# Would shock collars work on goats?



## Kennedymarne (Jun 16, 2015)

Our male goat has been wandering to the neighbors yard a lot lately. At first it wasn't a big deal, the neighbors at some point have had pigs, horses, and even cows wander into our yard, so it's not like they weren't understanding, but now he's starting to cause problems. He eats their flowers, knocks stuff over, and just plain irritates them. We have been trying to figure out a way to keep him in our yard. A large fence isn't a financially feasible option because we will not live in this home long-term. He has a small fence around the barn that we would put him in when we weren't home then let him out when we were, but now he's able to jump over it. The only place we have to keep him that he can't get out of is a very small fenced in area with a top over it. Would an electric shock collar work for goats? Like the ones they make for dogs? I know many people use electric fences so I assumed it would be fairly similar, but I wanted to check with more experienced people first. Has anyone done this?


----------



## Crossroads Boers (Feb 19, 2011)

My sister who has a sheep dairy tied her ram up to a big tire that he couldn't pull around. When it was time to move him, they'd roll the tire around. I'm not sure how big your buck is, but that may be an option?


----------



## Kennedymarne (Jun 16, 2015)

I have considered that. My only fear with that is that he'd have nowhere to go if a stray dog or coyote or something were to show up, but that isn't usually a problem


----------



## Onion-Creek-Oberhaslis (Sep 25, 2013)

I used a shock collar on a fence jumping doe. It worked as long as I was watching her (the whole time). It didn't ultimately train her, it just saved me the hassle of always putting her back. The other option is an electric in ground fence.


----------



## just_plain_bob (May 4, 2013)

shock collars fix nothing


----------



## Jessica84 (Oct 27, 2011)

I agree it really doesn't fix anything, although I do put one on my buck when he is in a mood at the other goats but I doesn't fix the problem since I still have to keep doing it.
I would suggest a electric fence. You can pack it up and take with you when you move very easy. Instead of pounding a bunch of t post they have these plastic poles that you can step on and it goes right in the ground. I think they are $2 at tractor supply but they have little hooks on them already to put the wire threw. But again it would be super easy to pack up and take with you when you move.


----------



## Goats Rock (Jun 20, 2011)

I agree, an electric fence would work better.


----------



## lottsagoats1 (Apr 12, 2014)

◆ DATA BLOCK ◆
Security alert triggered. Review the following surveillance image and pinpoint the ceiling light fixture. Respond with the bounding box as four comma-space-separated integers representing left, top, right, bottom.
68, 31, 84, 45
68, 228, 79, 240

◆ WHAT THIS EXERCISE ASKS ◆
**A)** Retype the part of the goat thread that begins at the words "## Onion-Creek-Oberhaslis (Sep" and stops after "(May 4, 2013)".
**B)** Name every username that appears as a post header in the goat thread, listing each one only once.
The listing above comes from a separate source and is unrelated to the goat thread.

◆ TASK-BY-TASK OUTPUTS ◆
**A)**
## Onion-Creek-Oberhaslis (Sep 25, 2013)

I used a shock collar on a fence jumping doe. It worked as long as I was watching her (the whole time). It didn't ultimately train her, it just saved me the hassle of always putting her back. The other option is an electric in ground fence.


----------



## just_plain_bob (May 4, 2013)

**B)**
Kennedymarne
Crossroads Boers
Onion-Creek-Oberhaslis
just_plain_bob
Jessica84
Goats Rock
lottsagoats1